-- TASK REQUIREMENTS --
Write out the listing beneath this instruction in its entirety, exactly as it reads.

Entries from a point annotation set
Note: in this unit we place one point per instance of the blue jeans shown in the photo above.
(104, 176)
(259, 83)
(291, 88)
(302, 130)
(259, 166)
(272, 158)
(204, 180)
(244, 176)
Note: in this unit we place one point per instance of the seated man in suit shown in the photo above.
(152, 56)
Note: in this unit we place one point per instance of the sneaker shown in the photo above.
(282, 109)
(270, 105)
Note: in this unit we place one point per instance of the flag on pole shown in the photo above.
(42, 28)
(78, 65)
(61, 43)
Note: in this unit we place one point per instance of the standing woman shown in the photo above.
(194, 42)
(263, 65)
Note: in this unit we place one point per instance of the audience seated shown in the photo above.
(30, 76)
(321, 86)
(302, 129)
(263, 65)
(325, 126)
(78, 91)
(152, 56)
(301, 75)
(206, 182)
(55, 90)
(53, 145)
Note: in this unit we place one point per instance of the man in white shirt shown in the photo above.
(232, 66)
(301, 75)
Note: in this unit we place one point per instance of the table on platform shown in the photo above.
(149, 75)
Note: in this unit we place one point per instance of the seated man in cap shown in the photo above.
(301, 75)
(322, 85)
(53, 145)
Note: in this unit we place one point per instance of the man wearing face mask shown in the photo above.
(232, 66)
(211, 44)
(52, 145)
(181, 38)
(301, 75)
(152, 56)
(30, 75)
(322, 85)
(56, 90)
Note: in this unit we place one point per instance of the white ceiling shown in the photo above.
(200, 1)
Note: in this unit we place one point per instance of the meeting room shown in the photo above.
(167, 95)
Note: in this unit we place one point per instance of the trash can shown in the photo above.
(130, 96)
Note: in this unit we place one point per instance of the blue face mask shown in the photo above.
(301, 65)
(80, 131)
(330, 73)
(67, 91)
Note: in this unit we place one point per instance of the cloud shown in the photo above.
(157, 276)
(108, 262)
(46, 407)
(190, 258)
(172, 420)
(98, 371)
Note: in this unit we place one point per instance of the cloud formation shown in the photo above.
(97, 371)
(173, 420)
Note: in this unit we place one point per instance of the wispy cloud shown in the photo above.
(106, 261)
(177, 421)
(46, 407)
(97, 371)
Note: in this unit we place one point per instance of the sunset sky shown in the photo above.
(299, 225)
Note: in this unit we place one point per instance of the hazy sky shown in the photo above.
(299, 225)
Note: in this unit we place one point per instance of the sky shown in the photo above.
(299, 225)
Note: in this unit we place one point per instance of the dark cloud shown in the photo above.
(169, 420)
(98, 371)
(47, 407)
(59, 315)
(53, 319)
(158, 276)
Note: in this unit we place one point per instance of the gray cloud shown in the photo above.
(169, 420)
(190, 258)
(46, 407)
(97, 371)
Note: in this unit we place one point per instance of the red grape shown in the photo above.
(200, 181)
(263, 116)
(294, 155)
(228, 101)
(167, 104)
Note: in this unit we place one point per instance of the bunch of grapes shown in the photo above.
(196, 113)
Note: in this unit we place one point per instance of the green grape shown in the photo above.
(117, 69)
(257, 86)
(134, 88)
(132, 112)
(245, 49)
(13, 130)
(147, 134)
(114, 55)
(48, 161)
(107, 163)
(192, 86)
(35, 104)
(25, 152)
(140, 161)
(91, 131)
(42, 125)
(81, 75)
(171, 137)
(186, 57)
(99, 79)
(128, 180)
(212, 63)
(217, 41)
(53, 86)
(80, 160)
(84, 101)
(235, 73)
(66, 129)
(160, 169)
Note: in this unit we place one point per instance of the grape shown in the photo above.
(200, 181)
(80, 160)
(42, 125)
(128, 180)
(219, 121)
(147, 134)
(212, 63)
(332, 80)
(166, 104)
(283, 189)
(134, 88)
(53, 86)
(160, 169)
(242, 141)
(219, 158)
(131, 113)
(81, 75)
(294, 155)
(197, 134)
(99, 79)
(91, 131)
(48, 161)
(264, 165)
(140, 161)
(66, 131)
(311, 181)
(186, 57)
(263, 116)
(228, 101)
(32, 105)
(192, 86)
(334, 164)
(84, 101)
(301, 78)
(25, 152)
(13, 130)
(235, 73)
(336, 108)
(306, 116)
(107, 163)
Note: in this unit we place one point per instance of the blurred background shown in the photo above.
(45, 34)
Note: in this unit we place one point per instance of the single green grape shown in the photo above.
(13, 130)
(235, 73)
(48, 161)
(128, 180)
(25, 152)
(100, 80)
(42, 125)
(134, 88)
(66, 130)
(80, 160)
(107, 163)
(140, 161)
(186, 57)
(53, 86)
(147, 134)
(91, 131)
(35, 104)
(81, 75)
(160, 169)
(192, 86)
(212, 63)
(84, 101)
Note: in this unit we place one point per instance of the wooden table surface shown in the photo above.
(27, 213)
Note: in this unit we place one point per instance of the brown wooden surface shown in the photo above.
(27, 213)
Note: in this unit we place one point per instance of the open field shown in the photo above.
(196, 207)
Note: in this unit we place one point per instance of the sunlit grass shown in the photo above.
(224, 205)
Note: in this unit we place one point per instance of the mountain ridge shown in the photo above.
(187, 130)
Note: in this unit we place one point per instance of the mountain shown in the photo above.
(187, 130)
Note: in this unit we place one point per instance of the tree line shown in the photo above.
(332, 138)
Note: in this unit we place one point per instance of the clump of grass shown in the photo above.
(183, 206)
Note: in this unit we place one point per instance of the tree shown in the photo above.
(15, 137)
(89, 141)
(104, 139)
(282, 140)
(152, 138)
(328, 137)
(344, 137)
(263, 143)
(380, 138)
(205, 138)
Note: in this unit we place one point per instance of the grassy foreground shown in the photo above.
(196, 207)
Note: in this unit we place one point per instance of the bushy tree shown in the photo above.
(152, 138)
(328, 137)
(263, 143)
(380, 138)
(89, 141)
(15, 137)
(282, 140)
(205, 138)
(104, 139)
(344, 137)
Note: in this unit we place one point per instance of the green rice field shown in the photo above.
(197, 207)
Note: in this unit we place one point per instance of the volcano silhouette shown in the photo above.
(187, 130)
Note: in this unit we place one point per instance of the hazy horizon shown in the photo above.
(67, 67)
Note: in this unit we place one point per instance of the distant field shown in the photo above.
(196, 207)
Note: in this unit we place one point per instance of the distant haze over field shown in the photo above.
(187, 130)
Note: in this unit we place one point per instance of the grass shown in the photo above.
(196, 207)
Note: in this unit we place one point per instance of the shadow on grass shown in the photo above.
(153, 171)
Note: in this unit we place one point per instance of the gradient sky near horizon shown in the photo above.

-- FINISHED EXERCISE --
Note: in this unit we place one point per instance of the blue jeans shown in the photo above.
(104, 176)
(259, 83)
(291, 88)
(302, 130)
(259, 166)
(272, 158)
(204, 180)
(244, 176)
Note: in this unit we place one point per instance of the seated man in suit shown in the photo above.
(152, 56)
Note: in this unit we place one point per instance of the sneaker shown in the photo above.
(282, 109)
(270, 105)
Note: in this unit we place one point per instance of the flag on pole shown in the photo above.
(42, 28)
(78, 65)
(61, 43)
Note: in this unit we place one point per instance of the standing woman shown in the photo above.
(194, 42)
(263, 65)
Note: in this unit we place one point per instance of the audience seated shown in the photo above.
(30, 76)
(321, 86)
(302, 129)
(263, 65)
(325, 126)
(78, 91)
(152, 56)
(301, 75)
(206, 182)
(55, 90)
(53, 145)
Note: in this unit we place one point per instance of the man in white shirt shown in the photo above.
(232, 66)
(301, 75)
Note: in this unit we place one point per instance of the table on platform shown in the photo above.
(149, 75)
Note: in this unit we place one point per instance of the seated man in cap shown in the photo above.
(301, 75)
(322, 85)
(53, 145)
Note: in this unit we place one point per instance of the man wearing face mask shown in the photo above.
(232, 66)
(211, 44)
(52, 145)
(181, 38)
(301, 75)
(152, 56)
(30, 75)
(322, 85)
(56, 90)
Note: in this unit we place one point per instance of the white ceiling shown in the photo above.
(200, 1)
Note: in this unit we place one point per instance of the meeting room shown in the photo above.
(167, 95)
Note: in this unit we place one point per instance of the trash can shown in the photo above.
(130, 96)
Note: in this unit we place one point per instance of the blue face mask shown in the photo above.
(301, 65)
(80, 131)
(330, 73)
(67, 91)
Note: in this unit we place one point per instance of the cloud shown in the photo above.
(157, 276)
(108, 262)
(46, 407)
(190, 258)
(172, 420)
(98, 371)
Note: in this unit we place one point per instance of the cloud formation shown in the photo above.
(97, 371)
(173, 420)
Note: in this unit we place one point per instance of the wispy cloud shown in the photo above.
(106, 261)
(177, 421)
(46, 407)
(97, 371)
Note: in this unit we place one point per instance of the sunset sky shown in the photo above.
(299, 225)
Note: in this unit we place one point per instance of the hazy sky shown in the photo above.
(299, 225)
Note: in this unit we place one point per instance of the sky shown in the photo above.
(299, 225)
Note: in this unit we place one point per instance of the dark cloud shown in the photo above.
(169, 420)
(98, 371)
(47, 407)
(59, 315)
(53, 319)
(158, 276)
Note: in this unit we place one point per instance of the gray cloud shown in the photo above.
(169, 420)
(190, 258)
(46, 407)
(97, 371)
Note: in this unit we place one point per instance of the red grape shown in the photo above.
(200, 181)
(263, 116)
(294, 155)
(228, 101)
(167, 104)
Note: in this unit we place one point per instance of the bunch of grapes shown in the photo above.
(196, 113)
Note: in this unit we place one point per instance of the green grape shown in the photo above.
(117, 69)
(257, 86)
(134, 88)
(132, 112)
(245, 49)
(13, 130)
(147, 134)
(114, 55)
(48, 161)
(107, 163)
(192, 86)
(35, 104)
(25, 152)
(140, 161)
(91, 131)
(42, 125)
(81, 75)
(171, 137)
(186, 57)
(99, 79)
(128, 180)
(212, 63)
(217, 41)
(53, 86)
(80, 160)
(84, 101)
(235, 73)
(66, 129)
(160, 169)
Note: in this unit we place one point per instance of the grape shown in the photo above.
(200, 181)
(80, 160)
(42, 125)
(128, 180)
(219, 121)
(147, 134)
(212, 63)
(332, 80)
(166, 104)
(283, 189)
(134, 88)
(53, 86)
(160, 169)
(242, 141)
(219, 158)
(131, 113)
(81, 75)
(294, 155)
(197, 134)
(99, 79)
(91, 131)
(48, 161)
(264, 165)
(140, 161)
(66, 131)
(311, 181)
(186, 57)
(263, 116)
(228, 101)
(32, 105)
(192, 86)
(334, 164)
(84, 101)
(301, 78)
(25, 152)
(13, 130)
(235, 73)
(336, 108)
(306, 116)
(107, 163)
Note: in this unit we place one point per instance of the blurred background shown in the photo above.
(45, 34)
Note: in this unit we place one point per instance of the single green grape shown in the photo above.
(13, 130)
(235, 73)
(48, 161)
(128, 180)
(25, 152)
(100, 80)
(42, 125)
(134, 88)
(66, 130)
(80, 160)
(107, 163)
(140, 161)
(186, 57)
(53, 86)
(147, 134)
(91, 131)
(35, 104)
(81, 75)
(160, 169)
(192, 86)
(212, 63)
(84, 101)
Note: in this unit we place one point per instance of the wooden table surface shown in the photo above.
(27, 213)
Note: in this unit we place one point per instance of the brown wooden surface shown in the photo above.
(27, 213)
Note: in this unit we place one point per instance of the open field shown in the photo above.
(196, 207)
Note: in this unit we place one point per instance of the sunlit grass shown in the photo above.
(224, 205)
Note: in this unit we place one point per instance of the mountain ridge shown in the photo above.
(187, 130)
Note: in this unit we place one point per instance of the mountain shown in the photo above.
(187, 130)
Note: in this unit we place one point per instance of the tree line shown in the photo above.
(332, 138)
Note: in this unit we place one point per instance of the clump of grass shown in the photo above.
(183, 206)
Note: in this unit we place one point per instance of the tree shown in the photo above.
(15, 137)
(89, 141)
(104, 139)
(282, 140)
(152, 138)
(328, 137)
(344, 137)
(263, 143)
(380, 138)
(205, 138)
Note: in this unit we place one point per instance of the grassy foreground shown in the photo above.
(196, 207)
Note: in this unit we place one point per instance of the bushy tree shown in the photo above.
(152, 138)
(328, 137)
(263, 143)
(380, 138)
(89, 141)
(15, 137)
(282, 140)
(205, 138)
(104, 139)
(344, 137)
Note: in this unit we place one point per instance of the green rice field shown in the photo above.
(197, 207)
Note: in this unit we place one point per instance of the volcano silhouette shown in the photo above.
(187, 130)
Note: in this unit we place one point per instance of the hazy horizon shown in the photo above.
(67, 67)
Note: in this unit we place one point per instance of the distant field shown in the photo above.
(196, 207)
Note: in this unit we place one point per instance of the distant haze over field shown in the photo above.
(187, 130)
Note: in this unit we place one point per instance of the grass shown in the photo above.
(196, 207)
Note: in this unit we place one point per instance of the shadow on grass shown in the photo above.
(153, 171)
Note: in this unit we place one point per instance of the gradient sky near horizon shown in the photo above.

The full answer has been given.